That how i represent myself. And while i enjoy furry art and stories am i a furry if i have no fur out side of Nala being transformed into a catgirl with...a magical fursuit...

But i represent myself with Tech Nala not fursuit Nala...

so

Am i furry?


----------



## makmakmob (Jul 22, 2008)

if you reckon you're a furry then you're a furry


----------



## nekollx (Jul 22, 2008)

but what if you recon you don't know?


----------



## xKagex (Jul 22, 2008)

having or not having a fursona does not determine whether you're a furry or not.


----------



## nekollx (Jul 22, 2008)

though it does make intruducion a bit odd

"i him a rainbow dragon"
"north American kit fox"
"Hi 'm Nala...im a USMC Lt, and human..."


----------



## Lumpy (Jul 23, 2008)

there are no qualifications


----------



## nekollx (Jul 23, 2008)

▶ Recorded data
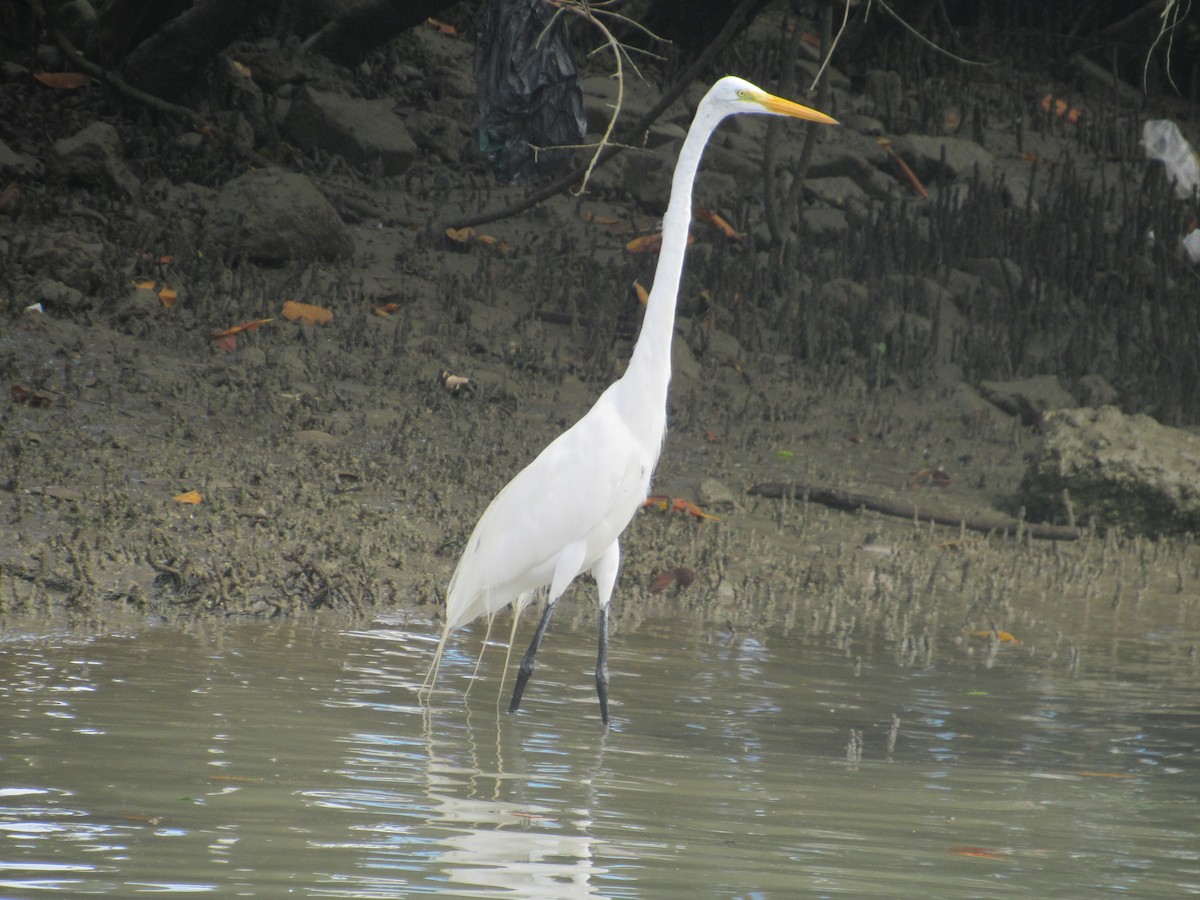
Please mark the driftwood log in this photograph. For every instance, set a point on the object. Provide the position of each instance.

▶ Job 1
In the forum thread:
(a) According to makmakmob, what makes someone a furry?
(b) According to xKagex, what does not determine whether someone is a furry?
(c) In the sample introduction "Hi 'm Nala...", what rank and service does Nala give?
▶ Job 2
Go on with the forum thread about whether someone counts as a furry, starting from where it stops.
The material above is separate from the forum thread.

▶ Right answer 1
(a) Reckoning that you're a furry.
(b) Having or not having a fursona.
(c) USMC Lt.

▶ Right answer 2
was his name sonic? 

You consider it whoring i considering it a inqiry, of the few fur-meets ive been to i don't understand half the trms they use so it got me wonder if their i was considered a furry or just a poser


----------



## Hanzo (Jul 24, 2008)

confused


----------



## Shark_the_raptor (Jul 24, 2008)

xKagex said:


> having or not having a fursona does not determine whether you're a furry or not.



This.  Also, you enjoy the artwork and what not.  I'm sure that leans you towards furry, but only you can answer if you're a furry or not.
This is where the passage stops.